Passage given:

══════════

Photo by Zuzia Whelan

Eugene Fitzgerald spent a few years in Foxrock, but he’s a Ringsend man – born and raised.

When he moved back to the neighbourhood about five years ago, he said he couldn’t believe the traffic from the new plants in Poolbeg.

Years back, Ringsend was mostly home to dockers and those who worked in old factories, like the Irish Glass Bottle Company, he says. Now, “what we have is big industries down on the Poolbeg Peninsula that no one seems to be monitoring,” he says.

Fitzgerald is part of the Ringsend Environmental Health Group, and he says they’ve contacted the Environmental Protection Agency (EPA) about monitoring the air in the area.

“They say they only monitor inside the plant,” he says, referring to the large waste-to-energy plant near the water.

The group asked Dublin City Council too, he said. “They said it’s not their job, it’s the EPA’s job. Between the two of them, I don’t think anyone is actually monitoring the air in the Ringsend-Irishtown area.”

An EPA spokesperson said it is responsible, that real-time data is available on their website – and that the agency is “currently working on improving further its provision of open data”.

All residents want to know is that it’s being monitored properly, says Fitzgerald.

══════════

Data excerpt:

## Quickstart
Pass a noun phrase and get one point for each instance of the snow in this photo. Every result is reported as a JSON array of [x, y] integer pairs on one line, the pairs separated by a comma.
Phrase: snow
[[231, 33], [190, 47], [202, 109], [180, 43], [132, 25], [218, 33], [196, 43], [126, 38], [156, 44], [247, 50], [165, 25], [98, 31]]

══════════

What the exercise asks:
Which group does Eugene Fitzgerald belong to, according to the article on air monitoring in Ringsend?

Correct response:
The Ringsend Environmental Health Group.